SOURCE PASSAGE »
────────────────

Do you own an estate that you wish to protect beyond your lifetime? If so, there’s a highly effective way to ensure this protection: by using a special provision in your life insurance policy called an Estate Protection Rider. There are many moving parts to life insurance policies, however, so it’s critical to understand how this type of coverage can help your estate plan, especially regarding tax management. Here is a close look at this subject.
What Is An Estate Protection Rider?
An Estate Protection Rider is a provision that allows you to offset additional estate taxes you may owe if your estate includes a life insurance policy. This type of rider can substantially increase death benefits if all insured individuals die before a specified policy anniversary. Be sure to consult with your insurance provider with this, as each company offers different policies.
There is also another financial instrument you can use to protect your estate: an irrevocable life insurance trust (ILIT).
What Is An Irrevocable Life Insurance Trust?

────────────────

COLLECTED DATA »

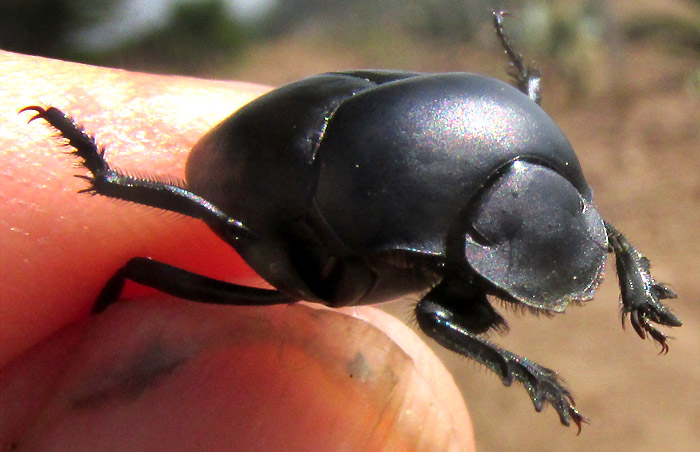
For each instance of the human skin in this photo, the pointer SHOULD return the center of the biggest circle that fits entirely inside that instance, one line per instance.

────────────────

REQUIRED ACTIONS »
[1] Revise everything from "Do you own an" down to "Estate Protection Rider?" in the estate protection article, changing "Estate Protection Rider" to "Estate Tax Rider".
[2] Pick up the estate protection article at its final line and keep writing.
The listing isn't needed for anything here.

RESPONSES IN ORDER »
[1]
Do you own an estate that you wish to protect beyond your lifetime? If so, there’s a highly effective way to ensure this protection: by using a special provision in your life insurance policy called an Estate Tax Rider. There are many moving parts to life insurance policies, however, so it’s critical to understand how this type of coverage can help your estate plan, especially regarding tax management. Here is a close look at this subject.
What Is An Estate Tax Rider?

[2]
An ILIT is a trust that can’t be modified or rescinded after it has been created. This type of trust is built with a life insurance policy as the primary owned asset. Irrevocable life insurance trusts provide many benefits, including:
- Your estate and other assets are protected.
- Favorable tax treatment: death benefits from such trusts are generally not taxed by the Internal Revenue Service (IRS).
- Death benefits can be used in a way that is concurrent with your wishes.
- Creditors and courts cannot legally access your assets.
It’s also important to note that an ILIT can offer cash so that your heirs can settle your estate. In short, an ILIT is an excellent way to pay estate taxes and other expenses (including debt) with cash without being forced to sell off illiquid assets (e.g. a business, real estate, etc.). Be sure to consult with a legal advisor, however, as an ILIT is a complex trust that carries several costs associated with building and maintaining it.
Also, keep in mind that if you’re married and create an ILIT with your spouse, the life insurance policy bought within it is typically a “survivorship” policy, which means death benefits won’t be disbursed until your spouse passes. The amount of insurance purchased depends on the type of estate assets you own and expected tax liabilities.
Other Key Considerations
There are two other key considerations you should keep in mind regarding an ILIT to protect your estate:
- Your life insurance company’s strength — In other words, you want to ensure your policy issuer won’t go out of business at any point during your lifetime.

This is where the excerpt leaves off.